Copy word for word the stretch of the forum thread on amphipods and copepods that starts at the words "2. If necessay" and stops after "would be helpful.".

_READING TEXT_.
====================
# Amphipods and Copepods



## neebs (Dec 2, 2011)

Does anyone breed Amphipods or Copepods at home?


----------



## J_T (Mar 25, 2011)

Nah, most wouldn't. 

But, if you get some cheato off someone selling it/giving it away, and you will get a bunch. Buying coral that is from a fresh shipment is another way to get them.

You can also buy bottles of Copepods from most stores. It'll run you $20-$25


----------



## neebs (Dec 2, 2011)

I wasn't sure if just chaeto would be enough to sustain a copepod population that is able to support a mandarin goby, figured that just buying the Copepods regularly would get pretty expensive.

I was thinking of taking one of the following approaches:

1. Get some cheato put it in the back of my tank...put in a bottle of Copepods, occasionally dose phytoplankton (is this necessary?). Wait until I have a noticible populations and get a mandarin goby.

2. If necessay culture my own as outlined here. http://www.advancedaquarist.com/2003/2/breeder/

If anyone has experience with any of the above your input would be helpful.


----------



## Tim (Dec 11, 2011)

I have wrasses and they have wiped out pretty well all my pods in my main tank.

Start a refugium. Mine is full of pods but I am not sure if there are enough there to support a mandarin. 

Make a pod hotel. What you do is either make a pile of rubble somewhere in your tank so the pods can hide in there and breed or get a fairly wide meshed bag, something like an onion bag, fill it with rubble and place it is a refugium for a few days and let it fill up. Leave it in there longer of you want them to breed, then move the bag up to your DT. The pods can hide in there and breed safe from fish.

contact juliefish. If I remember correctly she knows some people who only sell tank raised fish. I *think* she mentioned that someone had some tank raised mandarines. I bet it would be expensive, but cheaper than having to deal with constantly buying pods.


----------



## notclear (Nov 5, 2011)

How big is your display tank? It really depends on the size of the tank as well.

I have a 160G tank and have 3 mandarins and one of them eat roe (fish eggs) and mysis shrimps.


----------



## J_T (Mar 25, 2011)

Tank raised mandarins go for $100 ea when I have seen them available. They have been raised on prepared food.

Posted with my Xperia, using Tapatalk 2


----------



## nynick (Jul 25, 2012)

If you have enough space behind your tank, an hob refugium full of rubble and algae is an excellent way of making food for a Mandarin. Fairly easy to DIY if you are a handy person. Why hob you might ask. They have their power source before the fuge, not after and since the goby prefers live food the pods just float into the tank rather than being chopped up by a pump. Just make sure that all filtration that you might add comes before the pod farm as well. Fed a pair in my old 90 gal, fat as can be. Actually, I think it fed most of my tank


----------



## neebs (Dec 2, 2011)

*copepods*

I have a red sea max 250 which is essentialy a 65 gallon all in one tank. There is no chance that I can do a refugium or hang on back, as it will mess up the aesthetic. I may put chaeto in the back built in sump, but hopefully a pod hotel concept may work.

If I do a pod hotel, would i have to dose phyto?

Thanks, will also contact juliefish.


----------



## notclear (Nov 5, 2011)

I cultured tiger pods, very easy to do. Just salt water and once or twice a week I feed few drops of Reef Nutrition's Phyto Feast.


----------



## neebs (Dec 2, 2011)

Do they need light? Or can I keep them in a cabinet?


----------



## notclear (Nov 5, 2011)

A little bit light is required for them to get active. Just ambient light is OK, no need to particulary place a light over them.


----------
====================
_EXTRACTED RECORDS_.
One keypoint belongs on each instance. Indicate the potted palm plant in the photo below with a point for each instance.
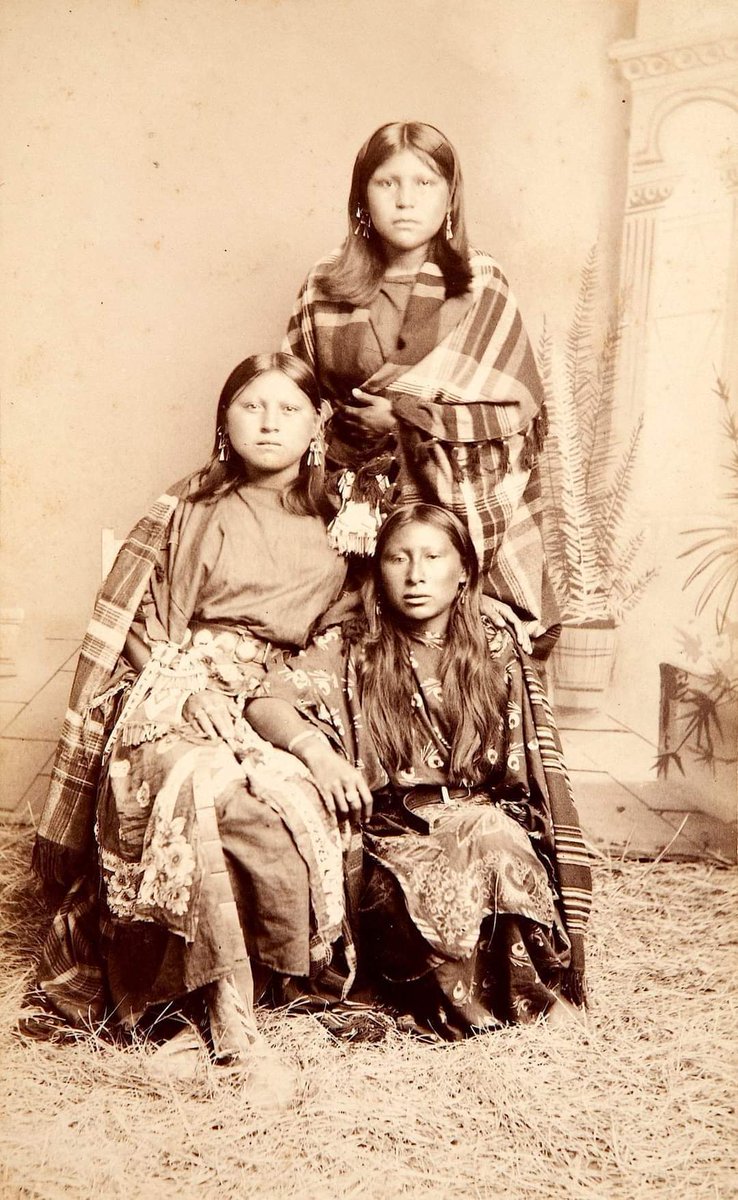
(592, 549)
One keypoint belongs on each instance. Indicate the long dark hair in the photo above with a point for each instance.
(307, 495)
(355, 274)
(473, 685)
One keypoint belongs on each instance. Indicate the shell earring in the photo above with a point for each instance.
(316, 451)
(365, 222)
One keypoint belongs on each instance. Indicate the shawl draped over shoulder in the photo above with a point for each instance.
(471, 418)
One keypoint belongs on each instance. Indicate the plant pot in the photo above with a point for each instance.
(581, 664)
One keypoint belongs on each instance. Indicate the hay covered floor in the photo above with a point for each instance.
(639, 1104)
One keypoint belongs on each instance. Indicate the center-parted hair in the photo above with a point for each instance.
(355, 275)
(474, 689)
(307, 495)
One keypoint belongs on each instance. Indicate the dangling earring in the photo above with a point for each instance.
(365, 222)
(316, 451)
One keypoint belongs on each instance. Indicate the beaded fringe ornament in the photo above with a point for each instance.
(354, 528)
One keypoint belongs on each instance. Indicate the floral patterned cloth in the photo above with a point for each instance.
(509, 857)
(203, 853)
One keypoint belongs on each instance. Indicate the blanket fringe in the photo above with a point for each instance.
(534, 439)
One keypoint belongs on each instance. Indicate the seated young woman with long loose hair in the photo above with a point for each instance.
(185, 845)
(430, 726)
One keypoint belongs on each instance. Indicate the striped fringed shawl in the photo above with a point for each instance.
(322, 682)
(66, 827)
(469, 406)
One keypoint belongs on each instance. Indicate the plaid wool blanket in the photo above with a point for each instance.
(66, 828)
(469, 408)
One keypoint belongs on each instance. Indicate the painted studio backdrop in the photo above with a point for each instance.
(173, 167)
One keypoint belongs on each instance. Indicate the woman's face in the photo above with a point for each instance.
====================
_ANSWER TO THIS TASK_.
2. If necessay culture my own as outlined here. http://www.advancedaquarist.com/2003/2/breeder/

If anyone has experience with any of the above your input would be helpful.